Exercise aim :: Can you output everything in the listing below, from the line containing "Provide the mask of every instance of the large" down to the line containing "[[53,207],[83,199],[79,192],[40,160],[15,163],[11,167]]" with both of those lines included, as a JSON list of strings with one string per line? Leave out blank lines and the picture.
>> START
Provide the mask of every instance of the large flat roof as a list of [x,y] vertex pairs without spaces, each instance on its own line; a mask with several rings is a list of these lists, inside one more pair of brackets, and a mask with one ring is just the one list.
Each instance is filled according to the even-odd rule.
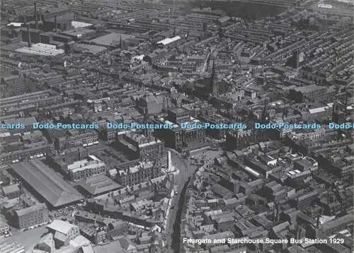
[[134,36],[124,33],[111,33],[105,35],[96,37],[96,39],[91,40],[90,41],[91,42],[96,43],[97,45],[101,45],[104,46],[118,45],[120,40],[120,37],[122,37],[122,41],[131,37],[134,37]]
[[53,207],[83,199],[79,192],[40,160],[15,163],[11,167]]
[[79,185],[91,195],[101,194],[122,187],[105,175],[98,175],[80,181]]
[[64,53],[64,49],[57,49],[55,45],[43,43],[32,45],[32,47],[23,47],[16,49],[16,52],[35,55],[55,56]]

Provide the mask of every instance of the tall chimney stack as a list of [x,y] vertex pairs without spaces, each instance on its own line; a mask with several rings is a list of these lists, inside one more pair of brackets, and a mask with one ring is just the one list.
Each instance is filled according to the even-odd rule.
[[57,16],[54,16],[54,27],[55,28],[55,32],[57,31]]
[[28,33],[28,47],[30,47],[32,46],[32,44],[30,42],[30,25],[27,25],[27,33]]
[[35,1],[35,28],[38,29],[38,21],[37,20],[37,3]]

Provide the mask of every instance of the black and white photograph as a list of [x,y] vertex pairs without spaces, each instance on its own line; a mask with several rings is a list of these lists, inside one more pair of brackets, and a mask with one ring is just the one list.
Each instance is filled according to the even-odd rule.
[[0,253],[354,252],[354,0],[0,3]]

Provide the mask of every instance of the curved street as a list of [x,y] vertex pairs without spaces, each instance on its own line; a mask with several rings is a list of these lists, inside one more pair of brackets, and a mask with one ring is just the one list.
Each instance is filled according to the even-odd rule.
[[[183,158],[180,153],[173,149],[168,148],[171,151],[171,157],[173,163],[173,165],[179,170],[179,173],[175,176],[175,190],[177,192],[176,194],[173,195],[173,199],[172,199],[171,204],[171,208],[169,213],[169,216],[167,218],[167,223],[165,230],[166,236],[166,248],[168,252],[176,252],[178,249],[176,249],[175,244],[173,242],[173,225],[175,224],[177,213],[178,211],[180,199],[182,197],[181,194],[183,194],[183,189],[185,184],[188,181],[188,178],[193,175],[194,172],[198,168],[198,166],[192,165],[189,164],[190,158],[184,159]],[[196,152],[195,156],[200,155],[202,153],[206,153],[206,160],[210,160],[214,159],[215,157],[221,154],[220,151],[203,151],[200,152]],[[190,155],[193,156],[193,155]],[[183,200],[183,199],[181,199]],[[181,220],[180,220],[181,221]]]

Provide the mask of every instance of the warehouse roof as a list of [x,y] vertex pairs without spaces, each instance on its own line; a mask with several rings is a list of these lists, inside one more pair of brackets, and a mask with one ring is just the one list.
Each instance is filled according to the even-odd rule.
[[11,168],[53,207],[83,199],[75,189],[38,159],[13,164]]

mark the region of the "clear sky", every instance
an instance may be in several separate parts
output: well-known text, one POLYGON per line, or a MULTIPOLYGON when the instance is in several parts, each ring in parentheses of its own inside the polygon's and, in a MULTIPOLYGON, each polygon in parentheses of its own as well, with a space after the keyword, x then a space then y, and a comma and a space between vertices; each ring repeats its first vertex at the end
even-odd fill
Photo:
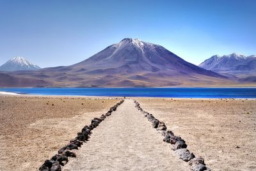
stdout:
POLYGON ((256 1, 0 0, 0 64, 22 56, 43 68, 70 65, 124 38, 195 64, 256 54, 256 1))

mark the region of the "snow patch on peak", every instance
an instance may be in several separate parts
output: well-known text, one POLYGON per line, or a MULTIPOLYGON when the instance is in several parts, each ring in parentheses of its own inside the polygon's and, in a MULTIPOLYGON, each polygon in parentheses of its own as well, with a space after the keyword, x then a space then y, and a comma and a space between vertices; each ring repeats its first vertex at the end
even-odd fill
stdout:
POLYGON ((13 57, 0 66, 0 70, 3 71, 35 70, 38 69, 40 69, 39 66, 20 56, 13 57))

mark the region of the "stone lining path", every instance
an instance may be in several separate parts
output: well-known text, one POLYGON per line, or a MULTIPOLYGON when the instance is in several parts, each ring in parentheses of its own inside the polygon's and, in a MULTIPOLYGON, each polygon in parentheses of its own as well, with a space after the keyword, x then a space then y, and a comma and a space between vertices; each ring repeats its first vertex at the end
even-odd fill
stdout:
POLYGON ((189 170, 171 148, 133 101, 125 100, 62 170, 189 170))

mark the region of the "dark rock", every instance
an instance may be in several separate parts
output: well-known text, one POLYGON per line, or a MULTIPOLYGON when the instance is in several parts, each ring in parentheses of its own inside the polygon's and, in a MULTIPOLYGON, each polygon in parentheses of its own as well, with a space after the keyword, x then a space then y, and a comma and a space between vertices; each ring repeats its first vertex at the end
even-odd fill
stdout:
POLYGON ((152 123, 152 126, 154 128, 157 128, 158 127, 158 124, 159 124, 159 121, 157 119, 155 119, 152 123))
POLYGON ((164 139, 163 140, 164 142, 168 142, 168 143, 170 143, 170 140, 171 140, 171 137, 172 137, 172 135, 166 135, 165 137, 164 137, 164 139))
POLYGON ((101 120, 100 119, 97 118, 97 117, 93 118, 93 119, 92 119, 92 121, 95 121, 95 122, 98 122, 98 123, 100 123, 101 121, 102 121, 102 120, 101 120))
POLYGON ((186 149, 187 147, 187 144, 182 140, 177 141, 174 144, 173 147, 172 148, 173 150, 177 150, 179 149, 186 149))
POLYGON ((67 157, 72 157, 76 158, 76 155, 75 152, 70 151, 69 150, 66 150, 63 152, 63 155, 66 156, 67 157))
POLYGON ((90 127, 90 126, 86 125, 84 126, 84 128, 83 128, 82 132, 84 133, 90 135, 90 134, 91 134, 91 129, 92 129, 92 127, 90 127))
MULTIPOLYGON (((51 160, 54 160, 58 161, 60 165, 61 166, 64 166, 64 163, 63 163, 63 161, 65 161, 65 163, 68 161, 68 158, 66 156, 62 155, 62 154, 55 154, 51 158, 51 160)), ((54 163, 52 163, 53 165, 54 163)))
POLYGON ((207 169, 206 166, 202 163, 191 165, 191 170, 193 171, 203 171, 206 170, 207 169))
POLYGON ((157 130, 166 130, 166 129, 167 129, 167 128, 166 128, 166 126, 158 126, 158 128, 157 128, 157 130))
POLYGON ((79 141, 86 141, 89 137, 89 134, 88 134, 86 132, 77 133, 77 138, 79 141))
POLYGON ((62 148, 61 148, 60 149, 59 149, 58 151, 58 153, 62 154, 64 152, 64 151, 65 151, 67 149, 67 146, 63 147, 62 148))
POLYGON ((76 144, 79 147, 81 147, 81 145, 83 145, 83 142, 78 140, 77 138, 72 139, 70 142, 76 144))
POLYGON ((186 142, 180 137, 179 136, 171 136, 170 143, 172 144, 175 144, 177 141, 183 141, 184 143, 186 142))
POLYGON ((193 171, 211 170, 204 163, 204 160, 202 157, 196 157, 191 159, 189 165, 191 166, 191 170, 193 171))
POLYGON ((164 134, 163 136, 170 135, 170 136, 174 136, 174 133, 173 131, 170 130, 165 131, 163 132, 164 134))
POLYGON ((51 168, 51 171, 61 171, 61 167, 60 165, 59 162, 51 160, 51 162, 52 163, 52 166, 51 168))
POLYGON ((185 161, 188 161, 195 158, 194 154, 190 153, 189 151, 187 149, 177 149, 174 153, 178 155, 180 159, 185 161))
>> END
>> START
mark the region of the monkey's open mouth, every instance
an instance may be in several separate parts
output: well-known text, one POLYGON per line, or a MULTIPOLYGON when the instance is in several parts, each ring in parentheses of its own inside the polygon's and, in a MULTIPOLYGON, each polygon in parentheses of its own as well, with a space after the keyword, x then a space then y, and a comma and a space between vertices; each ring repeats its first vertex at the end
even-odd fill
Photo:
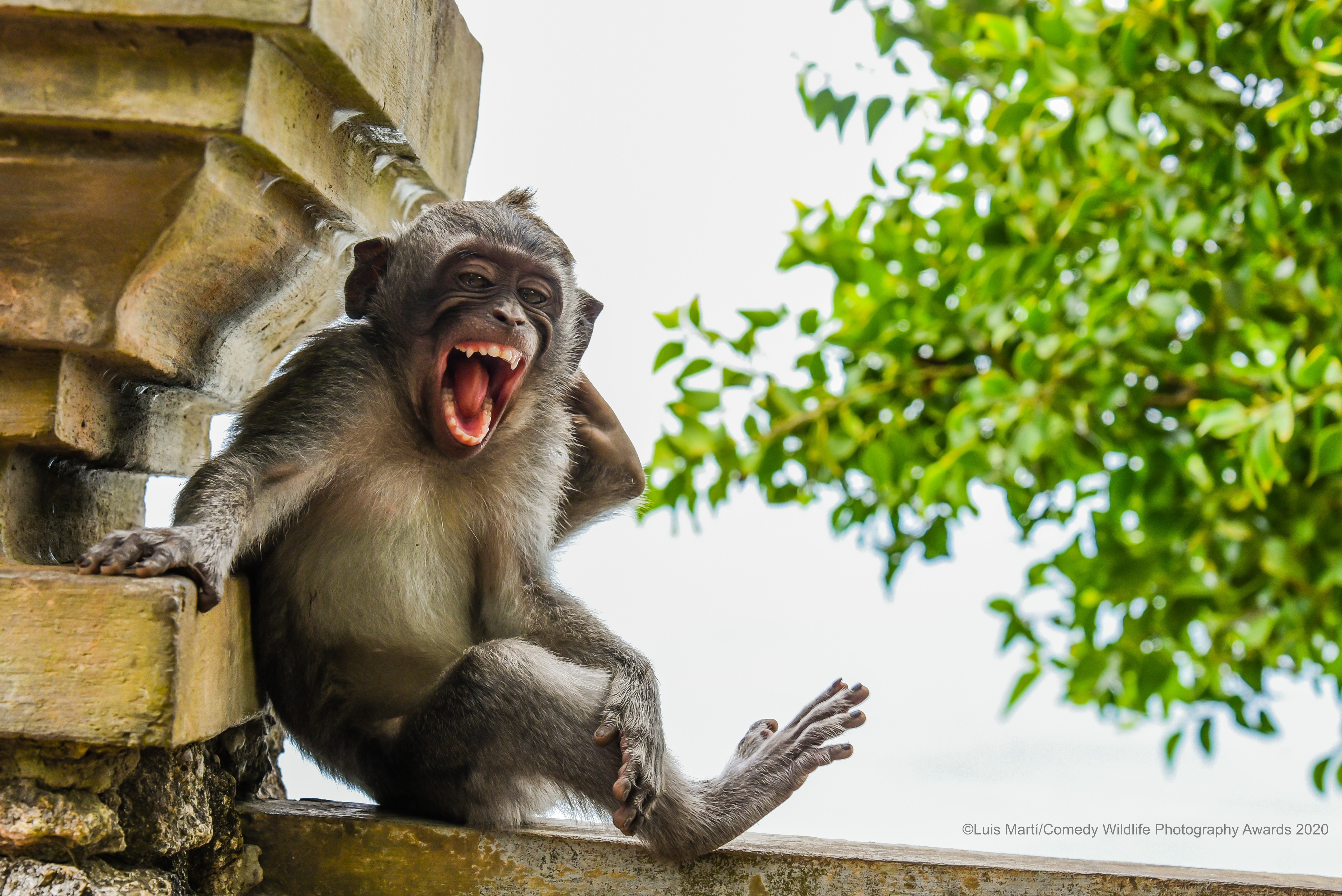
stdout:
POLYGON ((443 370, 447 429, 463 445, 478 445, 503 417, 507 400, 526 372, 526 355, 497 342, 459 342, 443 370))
>> END
Exercise result ::
[
  "Provide the mask of every instance of the large flat roof as a list of [x,y] vertex pairs without spaces, each instance on its own line; a mask with several rings is a list of these lists, inside one more pair of brackets, and a mask with one ring is just the one list.",
  "Each instance is filled according to the even-odd rule.",
  "[[134,36],[124,33],[111,33],[105,35],[96,37],[96,39],[91,40],[90,41],[91,42],[96,43],[97,45],[101,45],[104,46],[118,45],[120,40],[120,37],[122,37],[122,41],[131,37],[134,37]]",
  "[[53,207],[83,199],[79,192],[40,160],[15,163],[11,167]]"
]